To do
Where in the data does the word "that" appear? Find those lines and copy them.

Provided records
————————
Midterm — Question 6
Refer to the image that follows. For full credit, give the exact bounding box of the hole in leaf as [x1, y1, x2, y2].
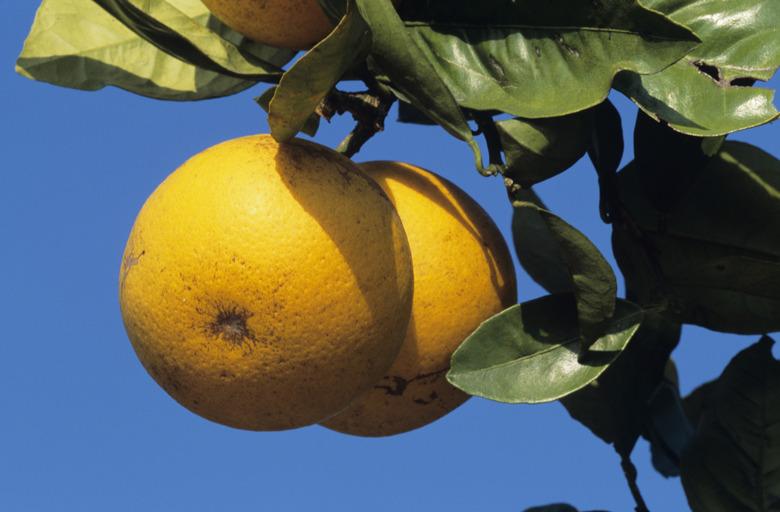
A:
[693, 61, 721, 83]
————————
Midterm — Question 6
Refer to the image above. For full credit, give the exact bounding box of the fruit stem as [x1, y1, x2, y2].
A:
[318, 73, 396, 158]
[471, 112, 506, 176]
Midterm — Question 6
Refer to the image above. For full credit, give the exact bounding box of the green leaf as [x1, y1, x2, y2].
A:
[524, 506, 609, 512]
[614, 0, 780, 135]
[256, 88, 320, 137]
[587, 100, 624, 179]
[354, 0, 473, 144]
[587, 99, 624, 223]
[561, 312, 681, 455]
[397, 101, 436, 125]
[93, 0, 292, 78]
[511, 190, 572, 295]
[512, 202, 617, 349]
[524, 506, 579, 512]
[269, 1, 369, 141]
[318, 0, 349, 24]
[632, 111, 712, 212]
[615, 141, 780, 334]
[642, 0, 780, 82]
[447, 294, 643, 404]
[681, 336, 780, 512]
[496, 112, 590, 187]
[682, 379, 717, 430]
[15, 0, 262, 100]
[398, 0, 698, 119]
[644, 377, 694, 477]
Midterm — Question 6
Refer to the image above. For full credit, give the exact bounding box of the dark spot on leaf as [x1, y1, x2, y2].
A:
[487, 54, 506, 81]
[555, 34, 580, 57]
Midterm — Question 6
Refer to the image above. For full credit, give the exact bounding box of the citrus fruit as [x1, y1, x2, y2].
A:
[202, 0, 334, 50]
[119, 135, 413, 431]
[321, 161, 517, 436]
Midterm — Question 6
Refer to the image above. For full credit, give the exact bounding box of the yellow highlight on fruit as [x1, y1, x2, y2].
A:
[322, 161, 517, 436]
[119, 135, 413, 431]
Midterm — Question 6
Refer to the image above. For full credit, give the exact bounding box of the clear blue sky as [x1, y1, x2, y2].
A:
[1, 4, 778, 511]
————————
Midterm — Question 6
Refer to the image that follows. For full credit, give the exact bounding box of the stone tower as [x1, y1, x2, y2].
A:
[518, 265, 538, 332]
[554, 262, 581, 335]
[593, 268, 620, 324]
————————
Written response
Refer to the image that follows. For full credit, give the exact bounding box of the hole in leaf as [x1, y1, x2, y2].
Refer to the image that follows. For full credit, give the exact bounding box of the stone tower as [x1, y1, x2, y2].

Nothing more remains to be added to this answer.